- _Stated problem_: Take the material below and write it all out again exactly.

- _Dataset_:
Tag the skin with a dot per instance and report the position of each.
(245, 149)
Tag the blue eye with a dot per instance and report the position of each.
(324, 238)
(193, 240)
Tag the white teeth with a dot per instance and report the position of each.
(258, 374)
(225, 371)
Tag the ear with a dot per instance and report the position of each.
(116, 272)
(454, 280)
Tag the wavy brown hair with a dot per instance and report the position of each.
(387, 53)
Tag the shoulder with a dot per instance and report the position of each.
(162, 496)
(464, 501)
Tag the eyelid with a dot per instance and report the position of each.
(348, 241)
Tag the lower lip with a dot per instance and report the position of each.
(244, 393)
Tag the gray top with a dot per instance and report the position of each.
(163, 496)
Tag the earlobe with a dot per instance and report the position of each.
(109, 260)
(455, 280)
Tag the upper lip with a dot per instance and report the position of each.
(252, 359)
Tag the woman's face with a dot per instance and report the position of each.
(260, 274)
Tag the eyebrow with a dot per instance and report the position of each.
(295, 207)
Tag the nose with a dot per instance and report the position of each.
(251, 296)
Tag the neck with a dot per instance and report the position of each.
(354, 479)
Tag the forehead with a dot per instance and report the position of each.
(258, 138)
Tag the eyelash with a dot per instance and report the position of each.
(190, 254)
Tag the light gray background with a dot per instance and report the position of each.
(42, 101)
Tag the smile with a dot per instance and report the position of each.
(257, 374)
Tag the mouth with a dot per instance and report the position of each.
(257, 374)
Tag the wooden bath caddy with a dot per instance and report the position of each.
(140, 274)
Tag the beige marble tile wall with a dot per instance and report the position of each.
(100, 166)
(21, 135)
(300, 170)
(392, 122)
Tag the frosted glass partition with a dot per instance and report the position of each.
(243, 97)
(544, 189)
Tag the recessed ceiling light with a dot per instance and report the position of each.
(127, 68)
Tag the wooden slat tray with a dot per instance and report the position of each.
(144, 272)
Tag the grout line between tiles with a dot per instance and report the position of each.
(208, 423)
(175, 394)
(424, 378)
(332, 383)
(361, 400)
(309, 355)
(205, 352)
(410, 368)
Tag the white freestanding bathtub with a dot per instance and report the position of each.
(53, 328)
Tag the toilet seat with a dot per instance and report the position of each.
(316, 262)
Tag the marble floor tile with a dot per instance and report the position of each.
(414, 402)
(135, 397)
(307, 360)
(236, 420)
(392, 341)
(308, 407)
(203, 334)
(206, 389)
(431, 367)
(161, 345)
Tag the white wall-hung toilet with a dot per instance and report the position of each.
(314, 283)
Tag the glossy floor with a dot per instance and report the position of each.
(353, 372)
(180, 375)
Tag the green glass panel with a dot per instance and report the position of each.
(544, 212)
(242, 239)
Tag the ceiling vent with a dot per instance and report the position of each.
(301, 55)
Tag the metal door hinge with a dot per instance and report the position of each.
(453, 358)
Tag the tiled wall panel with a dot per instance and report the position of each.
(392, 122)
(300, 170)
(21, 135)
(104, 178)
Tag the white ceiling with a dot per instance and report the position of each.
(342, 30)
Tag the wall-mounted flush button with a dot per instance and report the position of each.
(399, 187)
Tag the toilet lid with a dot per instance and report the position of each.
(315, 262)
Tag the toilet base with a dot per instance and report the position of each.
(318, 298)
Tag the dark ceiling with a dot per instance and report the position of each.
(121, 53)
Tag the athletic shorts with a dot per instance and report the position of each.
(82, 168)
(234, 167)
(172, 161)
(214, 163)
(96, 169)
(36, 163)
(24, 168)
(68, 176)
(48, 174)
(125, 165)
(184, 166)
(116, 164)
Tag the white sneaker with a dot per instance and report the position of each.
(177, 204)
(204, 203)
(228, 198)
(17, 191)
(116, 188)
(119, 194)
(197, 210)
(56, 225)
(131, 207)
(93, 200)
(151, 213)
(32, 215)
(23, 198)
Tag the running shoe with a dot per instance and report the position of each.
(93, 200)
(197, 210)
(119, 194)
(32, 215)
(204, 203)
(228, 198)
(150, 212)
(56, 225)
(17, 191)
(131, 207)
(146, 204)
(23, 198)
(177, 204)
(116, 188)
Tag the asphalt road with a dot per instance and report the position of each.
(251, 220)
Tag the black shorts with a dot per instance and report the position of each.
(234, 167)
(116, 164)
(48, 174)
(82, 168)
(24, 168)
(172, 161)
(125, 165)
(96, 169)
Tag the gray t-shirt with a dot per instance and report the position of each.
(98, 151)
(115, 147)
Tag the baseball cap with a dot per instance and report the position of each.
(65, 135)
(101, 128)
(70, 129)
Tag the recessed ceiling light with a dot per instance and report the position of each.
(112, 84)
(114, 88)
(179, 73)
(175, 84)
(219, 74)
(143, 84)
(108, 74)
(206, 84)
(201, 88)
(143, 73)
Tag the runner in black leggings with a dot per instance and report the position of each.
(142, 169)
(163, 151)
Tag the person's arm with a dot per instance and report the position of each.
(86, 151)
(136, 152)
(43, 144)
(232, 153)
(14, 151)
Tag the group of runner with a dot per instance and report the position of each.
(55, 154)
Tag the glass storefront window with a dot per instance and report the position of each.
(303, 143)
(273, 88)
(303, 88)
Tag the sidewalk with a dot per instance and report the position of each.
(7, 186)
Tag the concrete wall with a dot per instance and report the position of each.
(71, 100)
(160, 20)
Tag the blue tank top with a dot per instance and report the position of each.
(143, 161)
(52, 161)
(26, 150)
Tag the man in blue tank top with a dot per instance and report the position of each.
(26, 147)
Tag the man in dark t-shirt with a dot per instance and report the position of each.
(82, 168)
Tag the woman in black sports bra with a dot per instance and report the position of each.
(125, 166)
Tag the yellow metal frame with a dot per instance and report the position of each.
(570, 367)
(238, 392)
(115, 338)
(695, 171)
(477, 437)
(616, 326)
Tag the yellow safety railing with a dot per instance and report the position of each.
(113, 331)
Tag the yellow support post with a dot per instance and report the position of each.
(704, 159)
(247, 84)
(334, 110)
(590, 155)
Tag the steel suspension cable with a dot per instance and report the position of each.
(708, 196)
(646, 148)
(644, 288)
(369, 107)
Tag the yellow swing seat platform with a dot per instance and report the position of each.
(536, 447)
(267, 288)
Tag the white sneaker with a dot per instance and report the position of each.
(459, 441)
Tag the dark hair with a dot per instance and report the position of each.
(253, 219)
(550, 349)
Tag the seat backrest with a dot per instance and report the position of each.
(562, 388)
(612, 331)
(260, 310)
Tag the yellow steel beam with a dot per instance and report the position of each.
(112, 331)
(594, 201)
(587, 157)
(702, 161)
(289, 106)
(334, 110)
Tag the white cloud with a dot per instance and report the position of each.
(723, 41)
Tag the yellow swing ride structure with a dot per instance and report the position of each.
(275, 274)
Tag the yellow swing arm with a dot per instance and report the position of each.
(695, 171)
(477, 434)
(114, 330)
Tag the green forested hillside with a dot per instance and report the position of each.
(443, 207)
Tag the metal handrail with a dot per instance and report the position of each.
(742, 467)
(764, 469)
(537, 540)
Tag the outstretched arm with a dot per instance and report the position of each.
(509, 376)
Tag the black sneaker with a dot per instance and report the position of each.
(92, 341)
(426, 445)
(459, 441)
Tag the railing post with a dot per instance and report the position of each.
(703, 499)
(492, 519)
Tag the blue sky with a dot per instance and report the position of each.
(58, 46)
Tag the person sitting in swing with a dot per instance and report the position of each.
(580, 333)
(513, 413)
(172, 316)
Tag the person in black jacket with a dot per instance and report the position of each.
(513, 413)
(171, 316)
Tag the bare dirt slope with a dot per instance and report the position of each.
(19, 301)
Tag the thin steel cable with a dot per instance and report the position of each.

- _Worked answer_:
Tag the skin with a dot per instance and report the position of each.
(245, 149)
Tag the blue eye with a dot per instance and report the position of each.
(324, 238)
(193, 240)
Tag the white teeth with a dot per instance and report the position of each.
(258, 374)
(225, 371)
Tag the ear with a dot per instance and report the position of each.
(116, 272)
(454, 280)
Tag the wavy brown hair with a dot per instance and report the position of each.
(387, 53)
Tag the shoulder with a dot per instance and report the position of each.
(162, 496)
(464, 501)
Tag the eyelid with a dot per instance and report the position of each.
(348, 241)
Tag the lower lip with a dot per instance and report the position of each.
(244, 393)
Tag the gray top with a dot per instance and report the position of each.
(163, 496)
Tag the earlobe with a dot per instance and report the position of each.
(109, 260)
(455, 280)
Tag the upper lip with a dot per instance and report the position of each.
(252, 359)
Tag the woman's face with a dot per instance and report the position of each.
(260, 274)
Tag the eyebrow with a dot per instance and report the position of each.
(295, 207)
Tag the nose with a dot per instance and report the position of each.
(251, 296)
Tag the neck with a dot per instance and report the position of each.
(354, 479)
Tag the forehead with a dot per instance and report the position of each.
(258, 138)
Tag the eyelash with a dot per instance and report the position of each.
(190, 254)
Tag the light gray background with a dot per instance and report the position of each.
(42, 101)
Tag the smile with a dot per instance and report the position of each.
(257, 374)
Tag the mouth with a dot per instance and report the position of each.
(257, 374)
Tag the wooden bath caddy with a dot per instance and report the position of each.
(140, 274)
Tag the beige marble tile wall with a dot per instance and report the position of each.
(100, 166)
(21, 135)
(300, 170)
(392, 122)
Tag the frosted glass partition with a dot per instance and report the position of each.
(243, 97)
(544, 189)
Tag the recessed ceiling light with a dot per instance and report the position of each.
(127, 68)
Tag the wooden slat tray with a dot per instance and report the position of each.
(144, 272)
Tag the grout line between tiles with a dot per instance and report the position of each.
(208, 423)
(175, 394)
(424, 378)
(332, 383)
(361, 400)
(309, 355)
(205, 352)
(410, 368)
Tag the white freestanding bathtub with a dot per instance and report the position of each.
(53, 328)
Tag the toilet seat with a dot per instance and report the position of each.
(316, 262)
Tag the marble floor tile with a dot per instance and report the position of each.
(414, 402)
(135, 397)
(307, 360)
(236, 420)
(392, 341)
(308, 407)
(203, 334)
(206, 389)
(431, 367)
(161, 345)
Tag the white wall-hung toilet with a dot per instance and report the position of each.
(314, 283)
Tag the glossy floor with a dot per instance and report the position of each.
(353, 372)
(180, 375)
Tag the green glass panel with a dot per instance and report the position of each.
(544, 212)
(242, 239)
Tag the ceiling vent with a dot per instance and report the position of each.
(301, 55)
Tag the metal door hinge with a dot per instance and report the position of each.
(453, 358)
Tag the tiled wall panel with a dot per instance and report the position of each.
(392, 122)
(300, 170)
(21, 135)
(104, 178)
Tag the white ceiling with a dot per instance and report the position of each.
(342, 30)
Tag the wall-mounted flush button with a dot per instance and report the position of each.
(399, 187)
Tag the toilet lid with a dot per instance and report the position of each.
(315, 262)
Tag the toilet base with a dot per instance and report the position of each.
(318, 298)
Tag the dark ceiling with a dot per instance and report the position of each.
(121, 53)
Tag the athletic shorts with a dot per instance and report the position of each.
(82, 168)
(234, 167)
(172, 161)
(214, 163)
(96, 169)
(36, 163)
(24, 168)
(68, 176)
(48, 174)
(125, 165)
(184, 166)
(116, 164)
Tag the white sneaker with a dot per instance and report the position of each.
(177, 204)
(204, 203)
(228, 198)
(17, 191)
(116, 188)
(119, 194)
(197, 210)
(56, 225)
(131, 207)
(93, 200)
(151, 213)
(32, 215)
(23, 198)
Tag the running shoe with a dot per instance and report the position of each.
(93, 200)
(197, 210)
(119, 194)
(32, 215)
(204, 203)
(228, 198)
(150, 212)
(56, 225)
(17, 191)
(131, 207)
(146, 204)
(23, 198)
(177, 204)
(116, 188)
Tag the asphalt road with a dot per instance and report the position of each.
(251, 220)
Tag the black shorts with a dot per instance and report the position of each.
(234, 167)
(116, 164)
(48, 174)
(82, 168)
(24, 168)
(172, 161)
(125, 165)
(96, 169)
Tag the gray t-shirt with a dot per instance and report the position of each.
(98, 151)
(115, 147)
Tag the baseball cap with a dot per instance and report the position of each.
(65, 135)
(101, 128)
(70, 129)
Tag the recessed ceiling light with a dot per instance and report the position of each.
(112, 84)
(114, 88)
(179, 73)
(175, 84)
(219, 74)
(143, 84)
(108, 74)
(206, 84)
(201, 88)
(143, 73)
Tag the runner in black leggings with a dot per instance and report the position of each.
(142, 169)
(163, 151)
Tag the person's arm with a dot per instance and report the position of each.
(86, 151)
(136, 152)
(43, 144)
(232, 153)
(14, 151)
Tag the group of runner with a dot per instance and report the position of each.
(55, 154)
Tag the glass storefront window with a dot per instance and report the position of each.
(303, 143)
(273, 88)
(303, 88)
Tag the sidewalk with a dot per instance and report the position of each.
(7, 186)
Tag the concrete wall with a dot per instance and report the position of each.
(71, 100)
(160, 20)
Tag the blue tank top with a dot per instance and report the position of each.
(143, 161)
(52, 161)
(26, 150)
Tag the man in blue tank top with a dot per instance and report the position of each.
(26, 147)
Tag the man in dark t-shirt with a dot per instance and report the position of each.
(82, 168)
Tag the woman in black sports bra with a dot per instance and report the position of each.
(125, 166)
Tag the yellow metal frame with a dot per instance and report the position of each.
(570, 367)
(238, 392)
(115, 338)
(695, 171)
(477, 437)
(616, 326)
Tag the yellow safety railing with a dot per instance and report the position of each.
(113, 331)
Tag the yellow support post with a dot per instance and report the position of each.
(704, 159)
(247, 84)
(334, 110)
(590, 155)
Tag the steel suspension cable with a dot per instance and report the position of each.
(708, 196)
(646, 148)
(644, 288)
(369, 107)
Tag the yellow swing seat platform with a dot per instance and report the position of each.
(536, 447)
(267, 288)
Tag the white sneaker with a dot per instance and report the position of each.
(459, 441)
Tag the dark hair with a dot per instance and report the position of each.
(253, 219)
(550, 349)
Tag the seat backrest with a dot per instance and report the position of each.
(562, 388)
(612, 331)
(260, 310)
Tag the yellow steel beam with a dot per instance and report the position of each.
(112, 331)
(594, 201)
(587, 157)
(702, 161)
(289, 106)
(334, 110)
Tag the white cloud with a dot per instance and report the position of each.
(723, 41)
Tag the yellow swing ride structure with a dot per instance and report the position of each.
(275, 274)
Tag the yellow swing arm with a dot per instance and report the position of each.
(695, 171)
(477, 434)
(114, 330)
Tag the green forested hillside with a dot per instance and report the position of each.
(443, 207)
Tag the metal handrail with a dot per instance and report the position of each.
(742, 467)
(764, 469)
(537, 540)
Tag the outstretched arm with a dot per instance and report the position of each.
(509, 376)
Tag the black sneaker with a dot per instance and report the position of each.
(92, 341)
(426, 445)
(459, 441)
Tag the railing post with a dot per instance and report the position of each.
(703, 499)
(492, 519)
Tag the blue sky with a dot per instance and report the position of each.
(58, 46)
Tag the person sitting in swing with a dot per instance and report the position of each.
(580, 333)
(513, 413)
(172, 316)
Tag the person in black jacket with a dot per instance and report the position of each.
(513, 413)
(171, 316)
Tag the bare dirt slope with a dot per instance and report the position of each.
(19, 301)
Tag the thin steel cable with a dot per instance and report the position of each.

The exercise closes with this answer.